Record excerpts:
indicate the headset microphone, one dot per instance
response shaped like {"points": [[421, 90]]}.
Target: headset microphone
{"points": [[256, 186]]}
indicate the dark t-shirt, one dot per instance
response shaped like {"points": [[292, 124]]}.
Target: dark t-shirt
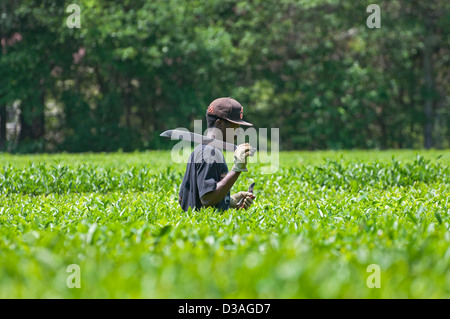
{"points": [[206, 166]]}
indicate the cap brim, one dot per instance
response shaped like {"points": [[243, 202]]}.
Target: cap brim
{"points": [[240, 122]]}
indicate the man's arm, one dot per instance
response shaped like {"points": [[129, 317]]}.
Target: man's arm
{"points": [[222, 189]]}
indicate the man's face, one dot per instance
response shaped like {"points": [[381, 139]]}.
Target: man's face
{"points": [[228, 133]]}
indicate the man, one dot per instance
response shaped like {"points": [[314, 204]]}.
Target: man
{"points": [[207, 181]]}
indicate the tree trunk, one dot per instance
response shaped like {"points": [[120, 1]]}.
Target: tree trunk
{"points": [[2, 127], [429, 86]]}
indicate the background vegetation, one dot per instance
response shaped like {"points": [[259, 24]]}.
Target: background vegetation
{"points": [[136, 68]]}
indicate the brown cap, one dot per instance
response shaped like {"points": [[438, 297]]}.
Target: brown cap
{"points": [[228, 109]]}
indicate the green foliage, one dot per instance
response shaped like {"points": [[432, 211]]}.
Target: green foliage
{"points": [[314, 228], [311, 68]]}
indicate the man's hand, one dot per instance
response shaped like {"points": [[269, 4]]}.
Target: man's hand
{"points": [[240, 157], [246, 198]]}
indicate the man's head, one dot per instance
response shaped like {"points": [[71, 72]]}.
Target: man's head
{"points": [[225, 113]]}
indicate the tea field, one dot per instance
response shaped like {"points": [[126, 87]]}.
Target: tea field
{"points": [[316, 226]]}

Exercise requirements:
Reproduce all of the records above word for word, leaving out the picture.

Full response:
indicate the headset microphone, one dot per instance
response shaped like {"points": [[421, 90]]}.
Target: headset microphone
{"points": [[256, 186]]}
indicate the dark t-shirt, one dot per instance
response shaped like {"points": [[292, 124]]}.
Target: dark t-shirt
{"points": [[206, 166]]}
indicate the cap brim, one dot per instance
response shaped like {"points": [[243, 202]]}.
Target: cap brim
{"points": [[240, 122]]}
indicate the man's arm, one dot per instance
response shaped like {"points": [[129, 317]]}.
Target: man's arm
{"points": [[222, 189]]}
indicate the man's face, one dot per instance
response shaped like {"points": [[381, 139]]}.
Target: man's face
{"points": [[228, 133]]}
indicate the man, one dot per instance
response shaped like {"points": [[314, 204]]}.
Target: man
{"points": [[207, 181]]}
indicate the tree trunk, one dot per instance
response shaped like {"points": [[120, 1]]}.
Target: tree trunk
{"points": [[2, 127], [429, 86]]}
indicate the background vegetation, one dot per instance
response shaped like {"points": [[259, 24]]}.
Target: background vegetation
{"points": [[136, 68]]}
indicate the brown cap, one dot per instance
response shaped like {"points": [[438, 297]]}.
Target: brown cap
{"points": [[228, 109]]}
indicate the green foliage, one dot per instance
response shaped like {"points": [[432, 211]]}.
Target: green foliage
{"points": [[314, 228], [311, 68]]}
indicate the man's hand, one dot per instance
response shaped like {"points": [[269, 4]]}.
Target: man's hand
{"points": [[240, 157], [246, 198]]}
indicate the man's head, one dot per instance
response shaped like {"points": [[71, 72]]}.
Target: man's head
{"points": [[225, 113]]}
indicate the tea field, one dot per instance
response shaped like {"points": [[126, 87]]}.
Target: tea field
{"points": [[316, 226]]}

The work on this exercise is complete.